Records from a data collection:
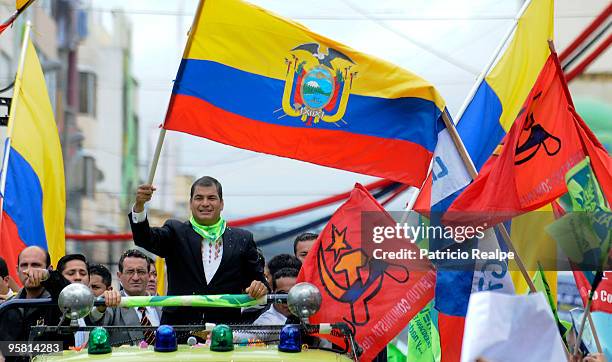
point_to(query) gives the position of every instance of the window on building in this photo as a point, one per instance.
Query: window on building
(87, 93)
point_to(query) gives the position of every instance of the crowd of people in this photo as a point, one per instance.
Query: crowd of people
(137, 276)
(204, 256)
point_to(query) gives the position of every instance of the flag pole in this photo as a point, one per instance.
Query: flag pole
(465, 157)
(11, 120)
(595, 336)
(599, 275)
(494, 57)
(162, 132)
(469, 165)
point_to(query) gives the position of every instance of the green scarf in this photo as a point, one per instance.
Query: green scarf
(210, 233)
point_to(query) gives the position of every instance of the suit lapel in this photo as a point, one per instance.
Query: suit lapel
(229, 246)
(194, 240)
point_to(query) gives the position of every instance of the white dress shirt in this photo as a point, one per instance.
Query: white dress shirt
(211, 264)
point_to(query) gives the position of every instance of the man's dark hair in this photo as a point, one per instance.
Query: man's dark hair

→ Instructions for the task: Only a number is expected: how many lines of the data include the string "hair".

→ Completed exercise: 2